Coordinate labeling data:
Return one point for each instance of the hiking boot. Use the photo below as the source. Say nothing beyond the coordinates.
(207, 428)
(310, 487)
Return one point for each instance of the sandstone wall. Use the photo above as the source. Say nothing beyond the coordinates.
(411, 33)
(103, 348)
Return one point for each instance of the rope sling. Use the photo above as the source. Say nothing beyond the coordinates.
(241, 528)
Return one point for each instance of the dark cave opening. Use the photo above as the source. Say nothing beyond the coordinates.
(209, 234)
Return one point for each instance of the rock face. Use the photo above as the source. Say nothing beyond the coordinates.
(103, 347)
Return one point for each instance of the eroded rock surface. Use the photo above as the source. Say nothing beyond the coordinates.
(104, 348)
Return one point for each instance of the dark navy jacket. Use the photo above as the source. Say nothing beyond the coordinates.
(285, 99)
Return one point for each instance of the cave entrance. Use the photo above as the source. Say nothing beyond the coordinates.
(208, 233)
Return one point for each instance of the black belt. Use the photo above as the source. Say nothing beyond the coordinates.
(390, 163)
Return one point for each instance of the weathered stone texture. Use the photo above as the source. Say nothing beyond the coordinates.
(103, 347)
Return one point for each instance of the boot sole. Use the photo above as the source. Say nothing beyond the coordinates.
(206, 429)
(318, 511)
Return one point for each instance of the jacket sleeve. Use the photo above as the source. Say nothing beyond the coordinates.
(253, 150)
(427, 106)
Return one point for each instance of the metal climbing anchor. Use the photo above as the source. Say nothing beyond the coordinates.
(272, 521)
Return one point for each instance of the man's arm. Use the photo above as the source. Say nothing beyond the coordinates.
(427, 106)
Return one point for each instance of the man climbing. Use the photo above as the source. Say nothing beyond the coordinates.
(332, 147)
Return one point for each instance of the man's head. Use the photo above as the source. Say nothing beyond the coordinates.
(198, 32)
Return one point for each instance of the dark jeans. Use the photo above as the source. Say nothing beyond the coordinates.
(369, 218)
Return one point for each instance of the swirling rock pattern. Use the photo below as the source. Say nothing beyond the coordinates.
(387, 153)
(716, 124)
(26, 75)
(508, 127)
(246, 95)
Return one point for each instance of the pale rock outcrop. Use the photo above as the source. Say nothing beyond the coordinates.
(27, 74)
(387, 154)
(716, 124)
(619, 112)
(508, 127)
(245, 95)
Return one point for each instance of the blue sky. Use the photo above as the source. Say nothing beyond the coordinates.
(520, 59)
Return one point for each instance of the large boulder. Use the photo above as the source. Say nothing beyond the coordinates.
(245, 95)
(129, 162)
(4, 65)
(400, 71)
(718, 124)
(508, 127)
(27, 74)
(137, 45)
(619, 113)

■ PROMPT ■
Retype nothing except the lines from the line holding "Return one point for each instance of the dark jeans." through the last line of the entries, both included.

■ CORRECT RESPONSE ■
Return one point for each instance of the dark jeans. Use the photo above as the source. Say nothing beyond the coordinates.
(369, 218)
Return one point for each instance of the swirling rock pattern. Use the photo below as the source. Say nothing beyond the coordinates.
(387, 153)
(716, 124)
(26, 75)
(508, 127)
(246, 95)
Return one point for each instance of the pale rock outcrop. Use the photo above as the source. Say nothing beyond the coordinates.
(27, 74)
(387, 154)
(716, 124)
(619, 112)
(508, 127)
(245, 95)
Return one point for each instance of the blue sky. Use the photo above as the source. Say nothing beyond the coordinates.
(520, 59)
Return one point for each instance of the large boulder. Use the photo above as the source. Say nothing beyond the coordinates.
(245, 95)
(129, 162)
(4, 65)
(400, 71)
(718, 124)
(508, 127)
(27, 74)
(137, 45)
(619, 113)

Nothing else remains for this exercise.